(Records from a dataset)
>>>>

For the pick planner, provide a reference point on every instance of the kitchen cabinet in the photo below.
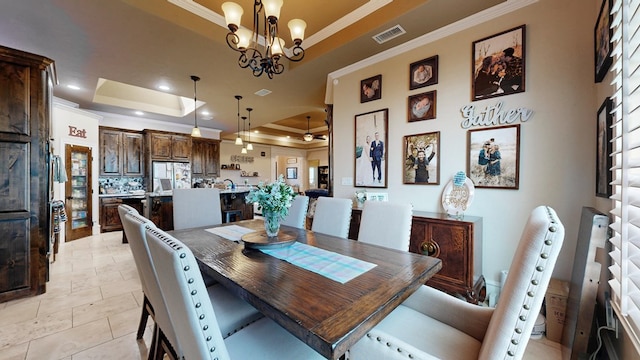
(168, 146)
(205, 158)
(26, 82)
(121, 153)
(457, 242)
(109, 216)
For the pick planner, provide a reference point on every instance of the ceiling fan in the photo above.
(308, 136)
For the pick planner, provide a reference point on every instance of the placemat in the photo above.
(337, 267)
(231, 232)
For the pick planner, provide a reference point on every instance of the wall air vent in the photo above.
(389, 34)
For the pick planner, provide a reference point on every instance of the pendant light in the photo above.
(249, 145)
(195, 132)
(238, 138)
(244, 120)
(308, 136)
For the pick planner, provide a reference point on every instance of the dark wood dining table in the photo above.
(328, 316)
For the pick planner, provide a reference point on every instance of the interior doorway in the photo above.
(78, 192)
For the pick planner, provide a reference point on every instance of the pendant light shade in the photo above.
(249, 145)
(195, 132)
(308, 136)
(238, 138)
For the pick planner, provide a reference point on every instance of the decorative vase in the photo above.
(271, 223)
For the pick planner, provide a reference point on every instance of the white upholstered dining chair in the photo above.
(297, 212)
(196, 207)
(386, 224)
(433, 325)
(332, 216)
(234, 312)
(196, 322)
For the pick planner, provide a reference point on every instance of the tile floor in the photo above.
(92, 307)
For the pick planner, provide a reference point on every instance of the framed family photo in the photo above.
(498, 64)
(604, 146)
(370, 165)
(371, 89)
(422, 106)
(494, 157)
(602, 40)
(423, 73)
(422, 159)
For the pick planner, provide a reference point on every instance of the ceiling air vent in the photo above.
(389, 34)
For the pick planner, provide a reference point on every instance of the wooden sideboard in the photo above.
(457, 242)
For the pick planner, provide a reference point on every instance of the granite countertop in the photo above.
(122, 195)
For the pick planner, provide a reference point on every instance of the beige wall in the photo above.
(557, 145)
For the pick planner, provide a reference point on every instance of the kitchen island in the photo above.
(232, 203)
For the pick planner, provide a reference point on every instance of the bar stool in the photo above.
(232, 215)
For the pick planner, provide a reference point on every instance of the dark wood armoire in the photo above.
(26, 83)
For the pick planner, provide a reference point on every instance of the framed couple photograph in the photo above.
(602, 40)
(423, 73)
(422, 106)
(371, 89)
(371, 136)
(421, 164)
(498, 64)
(603, 149)
(494, 157)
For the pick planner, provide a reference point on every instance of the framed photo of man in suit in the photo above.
(370, 160)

<<<<

WRITTEN PROBLEM ▸ Could you repeat every line of the data above verbatim, leaving out the picture?

WRITTEN SOLUTION ▸
For the pick planner, provide a reference point on every instance of the kitchen cabinet in the photo below.
(168, 146)
(205, 158)
(26, 82)
(121, 153)
(457, 242)
(109, 216)
For the pick planner, provide a reference point on every instance of the ceiling fan in the photo above.
(308, 136)
For the pick planner, provide a reference point on every instance of the placemat in the photo above.
(337, 267)
(231, 232)
For the pick planner, provide a reference point on every instance of the wall air vent in the photo above.
(389, 34)
For the pick planner, provide a reference point on every instance of the pendant light in the photo above.
(249, 145)
(195, 132)
(238, 138)
(244, 120)
(308, 136)
For the pick planner, provide a reference point on every instance of the dark wood dining table in the photo above.
(328, 316)
For the pick planner, provide a reference point on every instance of the interior doorway in the photo above.
(78, 192)
For the pick planner, provide a reference point on every instance of the pendant light shade in the photo above.
(249, 145)
(195, 132)
(308, 136)
(238, 138)
For the pick planner, provide a reference point on every instance of the decorative vase in the photo above.
(271, 223)
For the pick planner, provide a reference point on every instance of the white upholstered dining chair in the photo above.
(297, 212)
(196, 207)
(386, 224)
(433, 325)
(332, 216)
(234, 312)
(196, 322)
For the pick planner, provide a reference point on every instance of the tile floor in the photo above.
(92, 307)
For the pick planner, provide a reference point on every instance of the framed family photo in the photo above.
(498, 64)
(604, 146)
(370, 165)
(371, 89)
(422, 106)
(494, 157)
(602, 40)
(423, 73)
(422, 159)
For the pick planner, provide a reference point on every instance of the ceiling air vent in the photo above.
(389, 34)
For the pick planner, provide a reference point on every instance of the wooden sideboard in the photo above.
(457, 242)
For the pick planner, provide a reference point on every instance of the granite countertop in the photo above.
(122, 195)
For the pick planner, provide a reference point on every instance of the beige wall in the photo above.
(557, 145)
For the pick planner, provide a reference point on every instance of the kitchen island in the photo above.
(232, 203)
For the pick planner, provide a reference point on every instance of the bar stool in the photo above.
(232, 215)
For the pick planner, provide a reference point on every instance of the dark wood armoire in the photo above.
(26, 83)
For the pick planner, provide a reference point on every instance of the framed couple photograph in the photo above.
(602, 40)
(423, 73)
(422, 106)
(371, 89)
(371, 136)
(421, 164)
(498, 64)
(603, 149)
(494, 157)
For the pick planner, provide a reference point on every instance of the framed photo of man in suit in the photo above.
(370, 160)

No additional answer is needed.